Document passage:

__________________________________________________

II§9. Even though the collapse of the Mycenaean Empire cannot be precisely dated, it is essential to add that this collapse happened at roughly the same time when another empire collapsed. That other empire was the Hittite Empire, a “superpower” that dominated most of Asia Minor around the second half of the second millennium BCE. So, the era of the Hittite Empire corresponds closely to the era of the Mycenaean Empire, as I call it, and the time of Hittite collapse, as we can see clearly from the detailed study of Woodard (2021.12.31), likewise corresponds to the time of the Mycenaean collapse.

II§10. Although the precise date for the collapses of the Hittite Empire and the Mycenaean Empire cannot be determined, at least the political structure of one of these two empires can be described with some precision, as we are about to see. That empire is the Hittite Empire. By contrast, the political structure of the Mycenaean Empire eludes any precise description, since this empire—I will persist in calling it that—must have been far more loosely structured than its Hittite counterpart. What I call the Mycenaean Empire can best be described, I think, as a federation of kingdoms, made most visible by palaces built for kings who ruled their own kingdoms. But at least there is evidence for thinking that these various kingdoms, ruled by various kings, were dominated by one over-kingdom ruled by one over-king who presided over the citadel of Mycenae.

__________________________________________________

Object pointing dataset rows:
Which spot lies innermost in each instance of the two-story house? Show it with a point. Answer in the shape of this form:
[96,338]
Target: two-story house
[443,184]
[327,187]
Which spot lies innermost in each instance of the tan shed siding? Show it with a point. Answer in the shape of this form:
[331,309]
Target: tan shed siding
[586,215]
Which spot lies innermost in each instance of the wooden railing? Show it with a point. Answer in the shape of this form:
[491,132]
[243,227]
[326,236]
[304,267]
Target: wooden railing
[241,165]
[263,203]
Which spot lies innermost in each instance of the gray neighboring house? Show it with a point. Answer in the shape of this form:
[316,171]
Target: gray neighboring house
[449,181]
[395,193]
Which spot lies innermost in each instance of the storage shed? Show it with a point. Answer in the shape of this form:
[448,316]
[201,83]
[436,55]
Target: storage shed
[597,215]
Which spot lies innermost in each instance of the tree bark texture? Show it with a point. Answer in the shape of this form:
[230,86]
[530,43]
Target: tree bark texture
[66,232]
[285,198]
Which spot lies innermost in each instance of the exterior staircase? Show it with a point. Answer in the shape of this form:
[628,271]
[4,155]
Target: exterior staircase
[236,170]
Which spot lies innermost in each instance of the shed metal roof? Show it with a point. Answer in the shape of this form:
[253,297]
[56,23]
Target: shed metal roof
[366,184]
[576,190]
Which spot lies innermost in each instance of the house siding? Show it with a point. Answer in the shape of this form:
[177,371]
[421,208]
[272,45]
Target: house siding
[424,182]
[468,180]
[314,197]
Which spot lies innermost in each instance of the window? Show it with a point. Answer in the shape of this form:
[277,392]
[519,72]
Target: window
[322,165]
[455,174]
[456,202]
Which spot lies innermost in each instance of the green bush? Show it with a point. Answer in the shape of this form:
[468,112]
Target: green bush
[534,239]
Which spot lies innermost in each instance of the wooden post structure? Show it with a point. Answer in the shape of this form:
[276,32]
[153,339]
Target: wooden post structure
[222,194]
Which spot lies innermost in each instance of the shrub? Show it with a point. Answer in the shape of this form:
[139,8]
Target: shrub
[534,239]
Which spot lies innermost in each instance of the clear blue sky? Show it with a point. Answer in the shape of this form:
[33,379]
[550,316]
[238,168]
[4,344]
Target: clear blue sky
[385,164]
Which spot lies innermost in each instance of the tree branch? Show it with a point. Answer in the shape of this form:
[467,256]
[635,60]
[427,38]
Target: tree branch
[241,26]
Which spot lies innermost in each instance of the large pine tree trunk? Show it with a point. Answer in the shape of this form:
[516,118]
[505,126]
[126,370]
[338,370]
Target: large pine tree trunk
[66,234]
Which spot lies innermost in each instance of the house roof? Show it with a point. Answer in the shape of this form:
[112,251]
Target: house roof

__________________________________________________

Job A: Rewrite the stretch of the passage on the Mycenaean and Hittite empires from "II§10. Although the" through "citadel of Mycenae.", replacing "federation" with "confederation".
Job B: According to the passage on the Mycenaean and Hittite empires, over which citadel did the one over-king preside?

Solution A:
II§10. Although the precise date for the collapses of the Hittite Empire and the Mycenaean Empire cannot be determined, at least the political structure of one of these two empires can be described with some precision, as we are about to see. That empire is the Hittite Empire. By contrast, the political structure of the Mycenaean Empire eludes any precise description, since this empire—I will persist in calling it that—must have been far more loosely structured than its Hittite counterpart. What I call the Mycenaean Empire can best be described, I think, as a confederation of kingdoms, made most visible by palaces built for kings who ruled their own kingdoms. But at least there is evidence for thinking that these various kingdoms, ruled by various kings, were dominated by one over-kingdom ruled by one over-king who presided over the citadel of Mycenae.

Solution B: The citadel of Mycenae.